- DATA EXTRACT:
╔══

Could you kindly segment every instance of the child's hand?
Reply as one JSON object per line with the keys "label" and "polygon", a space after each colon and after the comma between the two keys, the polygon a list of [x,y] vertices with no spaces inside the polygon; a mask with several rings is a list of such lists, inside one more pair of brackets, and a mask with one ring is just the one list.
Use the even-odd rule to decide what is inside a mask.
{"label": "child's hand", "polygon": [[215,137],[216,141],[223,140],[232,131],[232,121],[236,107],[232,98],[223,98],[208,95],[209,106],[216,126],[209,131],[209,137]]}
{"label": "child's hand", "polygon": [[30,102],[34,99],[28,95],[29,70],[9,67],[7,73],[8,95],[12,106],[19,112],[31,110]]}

╚══

- PROBLEM STATEMENT:
Reproduce every line of the items above word for word.

- EXERCISE RESULT:
Could you kindly segment every instance of the child's hand?
Reply as one JSON object per line with the keys "label" and "polygon", a space after each colon and after the comma between the two keys, the polygon a list of [x,y] vertices with no spaces inside the polygon; a mask with several rings is a list of such lists, inside one more pair of brackets, and a mask with one ring is just the one list.
Use the even-odd rule to decide what is inside a mask.
{"label": "child's hand", "polygon": [[215,137],[216,141],[223,140],[232,131],[232,121],[236,107],[232,98],[223,98],[208,95],[209,106],[216,126],[209,131],[209,137]]}
{"label": "child's hand", "polygon": [[30,102],[34,99],[28,95],[29,70],[9,67],[7,73],[8,95],[12,106],[19,112],[31,110]]}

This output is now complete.